:: SUPPLIED TEXT

Even the pandemic has spawned a beauty trend, because we are all taking a step back and rediscovering the pleasures of a haircut and a shave or a lipstick or nail treatment. What we took for granted now has become precious. I think it has really reset a lot of people’s minds.
We’re also going to see a whole range of people who will be more into caring elements – that beauty is not just cosmetic, but also caring. This means not only putting on a color, but also feeding your skin, taking supplements and so on, to be healthy and to appreciate that kind of ritual. I think that’s going to be the future; beauty will not just come only from a box or from a stick, it’s also going to be about taking care of yourself and being healthy.
I was at home in Belgium, and I got out all my old magazines. For a week I was going through all of them. I started cutting some pages out and made piles with different themes: a pile of red, a pile of blue, a pile of green, and then there’s furniture, eyes and lips, cars, toys, whatever. I started to make collages again, and I really loved it. So that was one of the things I have learned during the pandemic, rediscovering old passions.
Among the most memorable projects I’ve done was when I made a Mickey Mouse mask, and it was shot by Irving Penn for the December 2005 issue of Vogue. One day I got a call from my agency, and they said, “Irving Penn wants to shoot with you, do you have any masks?” I had a Mickey Mouse mask and a few other things, so I sent all the masks to the stylist. She showed Mr. Penn the masks, and he picked Mickey Mouse. He said, “I love this one, I want to shoot it.”

::::
:: EXTRACTED INFORMATION

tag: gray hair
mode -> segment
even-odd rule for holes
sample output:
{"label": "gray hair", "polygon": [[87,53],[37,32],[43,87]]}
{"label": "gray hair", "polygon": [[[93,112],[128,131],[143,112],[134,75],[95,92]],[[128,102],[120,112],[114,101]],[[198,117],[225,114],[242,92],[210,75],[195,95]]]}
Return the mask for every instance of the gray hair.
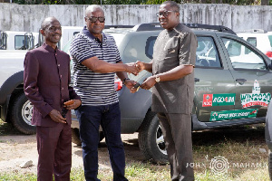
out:
{"label": "gray hair", "polygon": [[88,14],[91,14],[92,12],[94,12],[96,10],[100,10],[102,12],[104,13],[103,9],[100,6],[100,5],[89,5],[86,10],[85,10],[85,16],[88,15]]}
{"label": "gray hair", "polygon": [[[41,29],[45,30],[53,21],[58,21],[55,17],[46,17],[41,24]],[[59,22],[60,23],[60,22]]]}
{"label": "gray hair", "polygon": [[171,8],[175,9],[175,11],[180,13],[180,7],[176,2],[174,2],[174,1],[165,1],[161,5],[168,5],[168,4],[170,4]]}

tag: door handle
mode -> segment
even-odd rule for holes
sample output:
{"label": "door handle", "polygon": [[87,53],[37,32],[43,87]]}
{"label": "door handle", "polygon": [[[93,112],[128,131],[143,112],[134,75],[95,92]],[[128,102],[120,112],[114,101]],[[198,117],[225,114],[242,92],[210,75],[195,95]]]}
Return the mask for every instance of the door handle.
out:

::::

_WHAT YOU WILL DO_.
Rewrite the passage on beauty and the pandemic from "Even the pandemic" to "of people’s minds.", changing "lipstick" to "mascara".

_ANSWER TO THIS PROBLEM_.
Even the pandemic has spawned a beauty trend, because we are all taking a step back and rediscovering the pleasures of a haircut and a shave or a mascara or nail treatment. What we took for granted now has become precious. I think it has really reset a lot of people’s minds.